<<<<

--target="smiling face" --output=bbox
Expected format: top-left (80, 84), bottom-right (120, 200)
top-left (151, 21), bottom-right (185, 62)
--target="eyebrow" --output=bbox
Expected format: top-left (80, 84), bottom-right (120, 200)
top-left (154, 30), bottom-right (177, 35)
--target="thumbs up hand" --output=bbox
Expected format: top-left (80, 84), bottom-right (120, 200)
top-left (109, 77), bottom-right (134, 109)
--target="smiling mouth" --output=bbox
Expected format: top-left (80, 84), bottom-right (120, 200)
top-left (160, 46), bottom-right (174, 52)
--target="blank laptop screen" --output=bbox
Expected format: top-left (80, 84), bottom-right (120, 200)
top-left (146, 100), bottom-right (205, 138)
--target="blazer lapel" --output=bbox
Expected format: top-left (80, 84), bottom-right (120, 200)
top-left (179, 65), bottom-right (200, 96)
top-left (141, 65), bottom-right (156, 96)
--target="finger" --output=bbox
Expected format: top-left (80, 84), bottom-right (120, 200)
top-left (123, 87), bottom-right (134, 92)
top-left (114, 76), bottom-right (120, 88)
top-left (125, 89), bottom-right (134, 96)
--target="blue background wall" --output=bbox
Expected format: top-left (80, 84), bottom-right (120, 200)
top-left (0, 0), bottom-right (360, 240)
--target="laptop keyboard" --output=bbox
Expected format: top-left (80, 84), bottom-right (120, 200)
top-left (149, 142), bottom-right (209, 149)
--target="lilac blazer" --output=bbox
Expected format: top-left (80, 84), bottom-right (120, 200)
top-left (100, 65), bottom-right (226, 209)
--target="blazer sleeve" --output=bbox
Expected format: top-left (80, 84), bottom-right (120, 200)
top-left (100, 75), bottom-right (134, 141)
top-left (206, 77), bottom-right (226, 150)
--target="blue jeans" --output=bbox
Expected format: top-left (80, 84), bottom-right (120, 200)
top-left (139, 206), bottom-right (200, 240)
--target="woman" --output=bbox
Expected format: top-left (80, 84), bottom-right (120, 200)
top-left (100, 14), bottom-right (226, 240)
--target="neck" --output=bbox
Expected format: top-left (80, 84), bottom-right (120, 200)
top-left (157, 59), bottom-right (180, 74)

>>>>

- **Work to do**:
Rewrite all of the rows above, swapping "blazer" for "jacket" wherever it occurs and leaving everything else the same.

- **Exercise result**:
--target="smiling face" --output=bbox
Expected format: top-left (80, 84), bottom-right (120, 200)
top-left (151, 21), bottom-right (185, 62)
--target="eyebrow" --output=bbox
Expected format: top-left (80, 84), bottom-right (120, 200)
top-left (154, 30), bottom-right (177, 35)
--target="thumbs up hand" --output=bbox
Expected format: top-left (80, 84), bottom-right (120, 200)
top-left (109, 77), bottom-right (134, 109)
--target="smiling mouth" --output=bbox
Expected format: top-left (80, 84), bottom-right (120, 200)
top-left (160, 46), bottom-right (174, 52)
--target="blank laptop screen" --output=bbox
Expected format: top-left (80, 84), bottom-right (120, 200)
top-left (146, 100), bottom-right (205, 138)
--target="jacket lapel" --output=bbox
Expected format: top-left (80, 84), bottom-right (120, 200)
top-left (179, 65), bottom-right (200, 96)
top-left (141, 65), bottom-right (156, 96)
--target="finger" --output=bbox
Expected format: top-left (80, 84), bottom-right (120, 200)
top-left (123, 87), bottom-right (134, 92)
top-left (114, 76), bottom-right (120, 88)
top-left (125, 89), bottom-right (134, 96)
--target="blue background wall" --output=bbox
Expected format: top-left (80, 84), bottom-right (120, 200)
top-left (0, 0), bottom-right (360, 240)
--target="laptop keyboard" --output=bbox
Expected format: top-left (80, 84), bottom-right (120, 200)
top-left (149, 142), bottom-right (209, 149)
--target="lilac jacket" --output=bbox
Expected format: top-left (80, 84), bottom-right (120, 200)
top-left (100, 65), bottom-right (226, 209)
--target="jacket sleeve" --output=bbox
Expected format: top-left (80, 84), bottom-right (120, 200)
top-left (100, 75), bottom-right (134, 141)
top-left (206, 77), bottom-right (226, 150)
--target="blue jeans" --output=bbox
Expected format: top-left (80, 84), bottom-right (120, 200)
top-left (139, 206), bottom-right (200, 240)
--target="woman" --output=bbox
Expected format: top-left (80, 84), bottom-right (120, 200)
top-left (100, 14), bottom-right (226, 240)
--target="neck" --output=bbox
Expected format: top-left (80, 84), bottom-right (120, 200)
top-left (157, 59), bottom-right (180, 74)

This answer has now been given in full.